▶ [TO DO]
Locate, in the data below, the line that contains "Target: wooden storage chest" and the line that contains "Target: wooden ottoman leg"; reproduce exactly those two lines and every line between them, nothing more.

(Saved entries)
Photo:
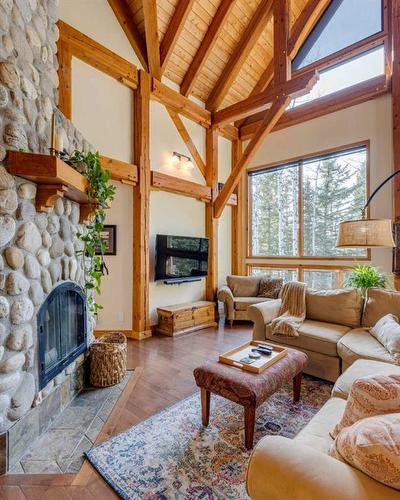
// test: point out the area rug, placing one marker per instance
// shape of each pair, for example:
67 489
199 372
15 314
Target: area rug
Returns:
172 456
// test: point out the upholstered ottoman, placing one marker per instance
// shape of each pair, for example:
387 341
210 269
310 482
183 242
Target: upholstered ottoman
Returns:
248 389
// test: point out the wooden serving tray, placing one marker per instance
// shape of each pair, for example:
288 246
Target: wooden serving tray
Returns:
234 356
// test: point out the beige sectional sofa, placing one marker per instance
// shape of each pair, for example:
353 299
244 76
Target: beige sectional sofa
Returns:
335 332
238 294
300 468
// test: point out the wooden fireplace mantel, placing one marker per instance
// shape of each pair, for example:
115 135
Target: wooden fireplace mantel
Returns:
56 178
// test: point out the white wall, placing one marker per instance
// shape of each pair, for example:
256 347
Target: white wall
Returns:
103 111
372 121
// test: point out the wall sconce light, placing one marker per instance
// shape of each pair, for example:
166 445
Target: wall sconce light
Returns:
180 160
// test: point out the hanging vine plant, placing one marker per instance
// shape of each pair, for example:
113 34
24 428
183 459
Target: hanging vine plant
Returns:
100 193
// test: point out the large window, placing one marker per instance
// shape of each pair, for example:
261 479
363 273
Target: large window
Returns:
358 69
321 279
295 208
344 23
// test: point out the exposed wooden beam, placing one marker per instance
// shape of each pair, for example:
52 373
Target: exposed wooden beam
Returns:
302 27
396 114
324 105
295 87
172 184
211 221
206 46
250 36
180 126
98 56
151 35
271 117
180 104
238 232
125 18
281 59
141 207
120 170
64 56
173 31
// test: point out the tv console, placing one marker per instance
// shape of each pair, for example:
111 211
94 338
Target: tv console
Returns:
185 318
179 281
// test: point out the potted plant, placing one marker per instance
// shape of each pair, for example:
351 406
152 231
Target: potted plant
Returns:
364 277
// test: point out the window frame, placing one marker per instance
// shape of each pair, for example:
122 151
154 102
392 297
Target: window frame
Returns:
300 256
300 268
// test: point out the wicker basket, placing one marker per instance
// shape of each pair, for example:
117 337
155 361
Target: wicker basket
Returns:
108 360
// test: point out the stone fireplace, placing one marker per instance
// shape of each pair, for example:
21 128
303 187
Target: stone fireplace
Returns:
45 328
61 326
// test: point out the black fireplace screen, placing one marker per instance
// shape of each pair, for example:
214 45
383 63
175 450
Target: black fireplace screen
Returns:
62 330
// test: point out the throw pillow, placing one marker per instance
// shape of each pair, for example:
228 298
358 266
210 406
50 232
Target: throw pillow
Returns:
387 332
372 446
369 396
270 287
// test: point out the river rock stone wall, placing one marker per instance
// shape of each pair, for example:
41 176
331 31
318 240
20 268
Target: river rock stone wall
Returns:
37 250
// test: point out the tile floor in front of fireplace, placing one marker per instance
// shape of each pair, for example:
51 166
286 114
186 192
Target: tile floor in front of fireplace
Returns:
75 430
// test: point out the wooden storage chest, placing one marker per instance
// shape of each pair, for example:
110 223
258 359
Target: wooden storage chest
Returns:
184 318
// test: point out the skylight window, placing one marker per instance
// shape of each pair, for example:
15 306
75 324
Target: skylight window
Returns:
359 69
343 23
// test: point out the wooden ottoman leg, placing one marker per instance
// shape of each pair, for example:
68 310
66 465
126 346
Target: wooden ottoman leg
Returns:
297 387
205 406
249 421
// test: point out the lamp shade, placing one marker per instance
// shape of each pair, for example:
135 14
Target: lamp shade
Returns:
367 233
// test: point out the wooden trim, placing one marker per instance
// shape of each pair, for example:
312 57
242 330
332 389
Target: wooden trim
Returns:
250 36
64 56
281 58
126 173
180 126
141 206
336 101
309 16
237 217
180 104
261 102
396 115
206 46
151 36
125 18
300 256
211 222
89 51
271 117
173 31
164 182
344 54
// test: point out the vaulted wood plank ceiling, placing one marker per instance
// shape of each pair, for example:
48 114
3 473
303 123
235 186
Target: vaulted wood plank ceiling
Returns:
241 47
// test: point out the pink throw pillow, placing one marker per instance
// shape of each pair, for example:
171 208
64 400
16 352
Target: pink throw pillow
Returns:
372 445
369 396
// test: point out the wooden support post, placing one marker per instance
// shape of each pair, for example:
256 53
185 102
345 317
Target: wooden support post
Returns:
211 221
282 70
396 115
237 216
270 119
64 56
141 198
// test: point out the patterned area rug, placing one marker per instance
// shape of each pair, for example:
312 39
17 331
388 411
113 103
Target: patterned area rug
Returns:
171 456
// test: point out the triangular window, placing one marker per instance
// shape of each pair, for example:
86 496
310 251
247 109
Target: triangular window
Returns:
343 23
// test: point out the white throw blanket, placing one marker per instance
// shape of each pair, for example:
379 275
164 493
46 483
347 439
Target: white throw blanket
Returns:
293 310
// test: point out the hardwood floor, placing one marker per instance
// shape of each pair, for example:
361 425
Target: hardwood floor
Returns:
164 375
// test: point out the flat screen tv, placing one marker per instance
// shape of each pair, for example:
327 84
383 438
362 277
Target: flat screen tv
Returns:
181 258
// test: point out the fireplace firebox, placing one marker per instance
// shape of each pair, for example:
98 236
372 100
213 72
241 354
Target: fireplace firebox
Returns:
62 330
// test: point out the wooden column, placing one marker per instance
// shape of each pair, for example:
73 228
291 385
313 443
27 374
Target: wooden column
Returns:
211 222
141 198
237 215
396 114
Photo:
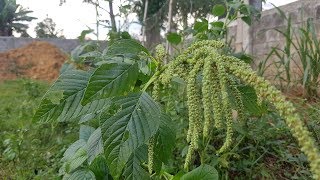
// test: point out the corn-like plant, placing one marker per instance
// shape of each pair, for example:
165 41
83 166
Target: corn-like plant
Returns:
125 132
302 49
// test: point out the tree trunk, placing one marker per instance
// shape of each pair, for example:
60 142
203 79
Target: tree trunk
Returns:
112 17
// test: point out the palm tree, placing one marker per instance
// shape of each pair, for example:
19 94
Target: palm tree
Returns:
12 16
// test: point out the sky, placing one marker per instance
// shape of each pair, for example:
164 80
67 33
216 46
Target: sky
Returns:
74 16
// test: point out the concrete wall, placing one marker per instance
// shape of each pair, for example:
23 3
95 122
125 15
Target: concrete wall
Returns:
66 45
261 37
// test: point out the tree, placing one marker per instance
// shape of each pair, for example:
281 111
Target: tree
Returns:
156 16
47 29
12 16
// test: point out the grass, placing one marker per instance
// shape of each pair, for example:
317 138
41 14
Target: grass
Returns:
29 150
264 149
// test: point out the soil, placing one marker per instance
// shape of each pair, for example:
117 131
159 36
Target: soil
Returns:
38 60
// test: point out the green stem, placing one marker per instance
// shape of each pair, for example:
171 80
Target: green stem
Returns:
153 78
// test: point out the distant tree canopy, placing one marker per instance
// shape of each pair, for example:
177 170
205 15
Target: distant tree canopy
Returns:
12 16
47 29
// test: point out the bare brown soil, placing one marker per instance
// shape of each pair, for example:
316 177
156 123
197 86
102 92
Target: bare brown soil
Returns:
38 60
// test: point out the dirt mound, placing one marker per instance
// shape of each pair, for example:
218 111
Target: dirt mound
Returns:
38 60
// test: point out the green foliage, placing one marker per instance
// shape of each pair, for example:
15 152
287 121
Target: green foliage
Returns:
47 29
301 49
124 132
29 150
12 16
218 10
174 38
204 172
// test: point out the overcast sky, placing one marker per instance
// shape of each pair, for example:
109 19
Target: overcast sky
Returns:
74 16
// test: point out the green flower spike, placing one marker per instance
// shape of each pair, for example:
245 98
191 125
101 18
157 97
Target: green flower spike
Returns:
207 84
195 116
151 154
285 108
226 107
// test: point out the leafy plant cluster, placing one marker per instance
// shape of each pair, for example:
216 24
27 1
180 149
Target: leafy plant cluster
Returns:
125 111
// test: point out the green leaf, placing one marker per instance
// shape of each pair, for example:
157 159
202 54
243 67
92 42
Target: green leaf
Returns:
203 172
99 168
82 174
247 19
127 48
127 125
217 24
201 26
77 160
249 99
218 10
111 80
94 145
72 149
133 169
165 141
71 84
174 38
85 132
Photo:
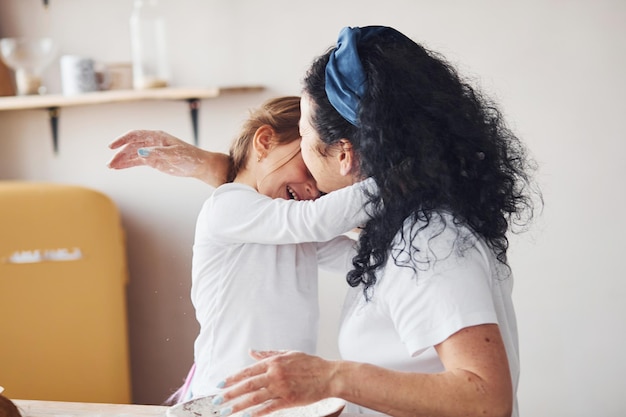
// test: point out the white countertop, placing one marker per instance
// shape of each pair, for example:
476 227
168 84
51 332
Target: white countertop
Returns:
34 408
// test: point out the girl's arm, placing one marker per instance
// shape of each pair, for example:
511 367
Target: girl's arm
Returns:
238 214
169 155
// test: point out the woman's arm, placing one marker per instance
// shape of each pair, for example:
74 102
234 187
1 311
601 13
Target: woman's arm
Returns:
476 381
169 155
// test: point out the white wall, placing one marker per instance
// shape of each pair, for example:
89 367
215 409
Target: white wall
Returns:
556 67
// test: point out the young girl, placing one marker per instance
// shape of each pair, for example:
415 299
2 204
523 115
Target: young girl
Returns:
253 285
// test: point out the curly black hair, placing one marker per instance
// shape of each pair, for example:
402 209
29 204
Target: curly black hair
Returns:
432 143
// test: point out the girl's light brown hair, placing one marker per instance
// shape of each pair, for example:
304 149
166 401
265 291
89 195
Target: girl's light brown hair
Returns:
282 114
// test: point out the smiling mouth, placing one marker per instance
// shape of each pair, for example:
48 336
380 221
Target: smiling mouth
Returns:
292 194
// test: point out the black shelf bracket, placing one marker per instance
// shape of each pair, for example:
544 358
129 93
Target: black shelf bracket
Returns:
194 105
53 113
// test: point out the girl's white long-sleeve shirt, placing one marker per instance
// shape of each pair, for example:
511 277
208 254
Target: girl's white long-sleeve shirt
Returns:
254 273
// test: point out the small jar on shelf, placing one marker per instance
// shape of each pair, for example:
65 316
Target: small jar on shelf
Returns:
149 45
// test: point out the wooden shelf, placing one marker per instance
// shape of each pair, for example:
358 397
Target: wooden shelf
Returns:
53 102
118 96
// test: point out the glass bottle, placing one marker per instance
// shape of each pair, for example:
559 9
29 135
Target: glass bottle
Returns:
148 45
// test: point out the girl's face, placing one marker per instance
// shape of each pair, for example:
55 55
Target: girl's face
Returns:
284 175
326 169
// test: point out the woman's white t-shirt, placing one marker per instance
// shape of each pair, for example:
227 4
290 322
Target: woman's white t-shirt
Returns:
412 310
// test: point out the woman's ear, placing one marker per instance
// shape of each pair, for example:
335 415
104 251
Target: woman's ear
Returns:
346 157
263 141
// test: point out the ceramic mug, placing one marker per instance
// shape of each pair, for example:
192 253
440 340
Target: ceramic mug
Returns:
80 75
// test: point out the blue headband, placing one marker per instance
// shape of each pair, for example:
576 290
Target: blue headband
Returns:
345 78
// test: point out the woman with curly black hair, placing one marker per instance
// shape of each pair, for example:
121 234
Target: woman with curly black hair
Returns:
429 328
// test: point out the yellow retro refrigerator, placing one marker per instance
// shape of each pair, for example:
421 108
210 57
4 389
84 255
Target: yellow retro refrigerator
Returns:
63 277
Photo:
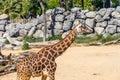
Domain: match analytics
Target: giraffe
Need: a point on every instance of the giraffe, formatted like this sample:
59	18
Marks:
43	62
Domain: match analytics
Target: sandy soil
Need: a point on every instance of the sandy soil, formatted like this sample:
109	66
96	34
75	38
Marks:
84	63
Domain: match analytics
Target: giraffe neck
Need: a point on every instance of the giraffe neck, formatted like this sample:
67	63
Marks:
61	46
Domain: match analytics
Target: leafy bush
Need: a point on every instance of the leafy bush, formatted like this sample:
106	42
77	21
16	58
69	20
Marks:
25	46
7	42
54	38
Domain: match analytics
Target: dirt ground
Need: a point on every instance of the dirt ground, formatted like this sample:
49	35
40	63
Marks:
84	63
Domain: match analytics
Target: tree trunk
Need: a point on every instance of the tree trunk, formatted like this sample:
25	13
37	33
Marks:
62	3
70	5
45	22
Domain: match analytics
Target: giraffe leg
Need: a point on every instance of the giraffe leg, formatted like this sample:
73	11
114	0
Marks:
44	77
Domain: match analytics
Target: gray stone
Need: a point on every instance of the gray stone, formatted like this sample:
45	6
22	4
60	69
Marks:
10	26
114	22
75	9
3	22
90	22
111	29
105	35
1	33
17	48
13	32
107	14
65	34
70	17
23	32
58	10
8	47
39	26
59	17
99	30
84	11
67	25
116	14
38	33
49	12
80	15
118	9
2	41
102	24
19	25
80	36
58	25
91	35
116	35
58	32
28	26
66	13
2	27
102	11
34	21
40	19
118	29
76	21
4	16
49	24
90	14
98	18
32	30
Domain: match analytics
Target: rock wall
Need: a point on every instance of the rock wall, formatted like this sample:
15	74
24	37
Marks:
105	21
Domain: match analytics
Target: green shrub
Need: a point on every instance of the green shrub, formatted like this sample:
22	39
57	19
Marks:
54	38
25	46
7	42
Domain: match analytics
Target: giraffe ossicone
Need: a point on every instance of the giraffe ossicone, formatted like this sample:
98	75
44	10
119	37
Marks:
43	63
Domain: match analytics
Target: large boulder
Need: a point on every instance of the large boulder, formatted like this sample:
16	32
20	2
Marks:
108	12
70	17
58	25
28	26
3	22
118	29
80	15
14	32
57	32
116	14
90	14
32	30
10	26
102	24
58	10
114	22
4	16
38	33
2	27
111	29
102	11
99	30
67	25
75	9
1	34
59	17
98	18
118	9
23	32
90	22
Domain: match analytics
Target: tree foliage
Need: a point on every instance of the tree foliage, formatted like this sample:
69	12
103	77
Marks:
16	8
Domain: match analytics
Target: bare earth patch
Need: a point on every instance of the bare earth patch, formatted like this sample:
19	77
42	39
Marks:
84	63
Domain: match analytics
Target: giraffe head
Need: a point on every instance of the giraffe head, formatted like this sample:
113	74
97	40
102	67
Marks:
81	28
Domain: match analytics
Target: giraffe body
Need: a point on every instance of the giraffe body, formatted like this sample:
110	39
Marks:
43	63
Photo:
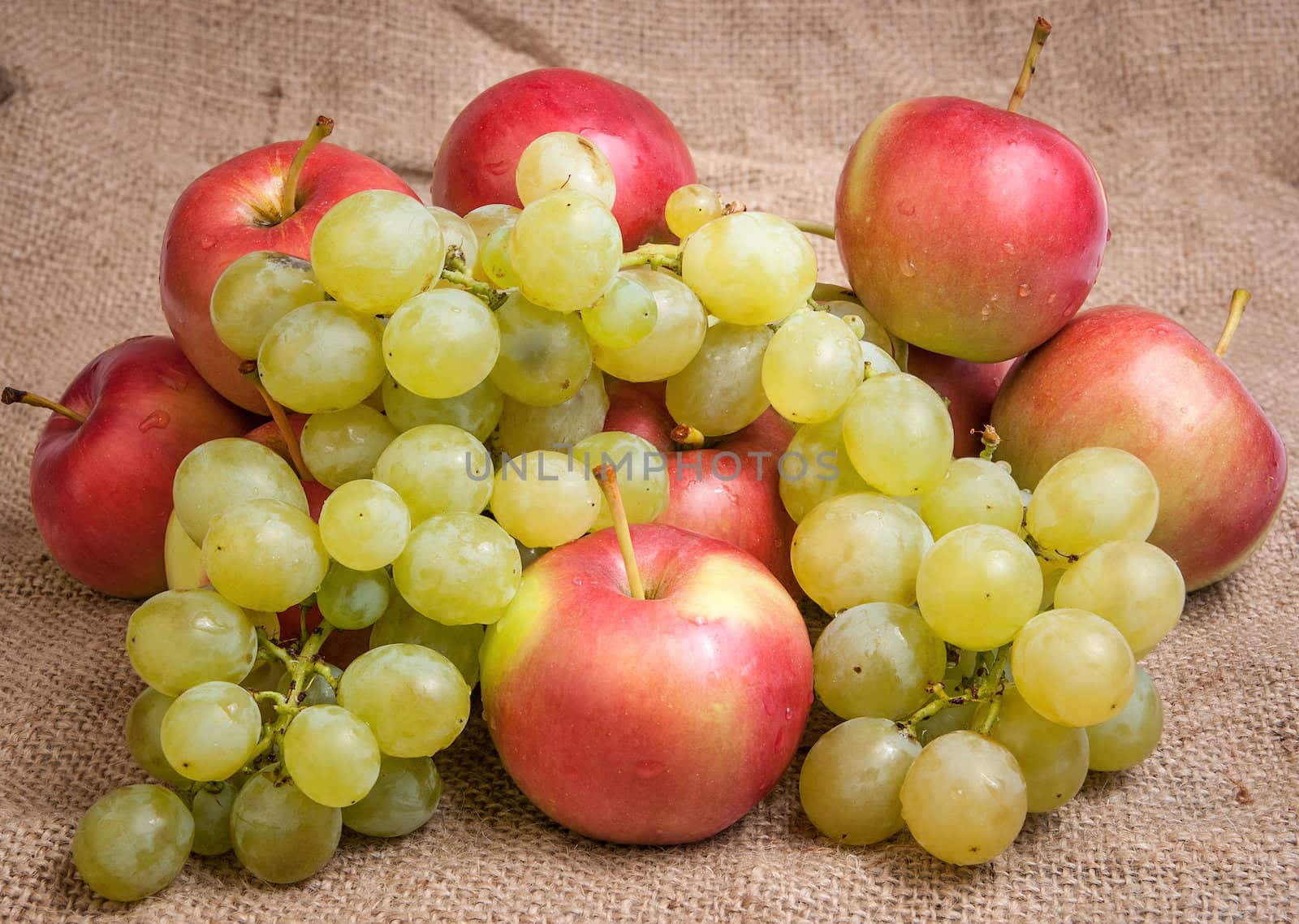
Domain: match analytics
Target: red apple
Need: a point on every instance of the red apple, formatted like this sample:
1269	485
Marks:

▶ [PROBLEM SOLUTION]
Target: wooden storage chest
Returns:
184 318
// test: point out the skylight window, placing one marker per instance
// shape of each pair, for example:
15 306
75 324
Target: skylight window
Returns:
359 69
343 23
// test: point out the wooden ottoman leg, placing one marker per instance
// shape of each pair, for example:
68 310
66 465
126 346
Target: wooden ottoman leg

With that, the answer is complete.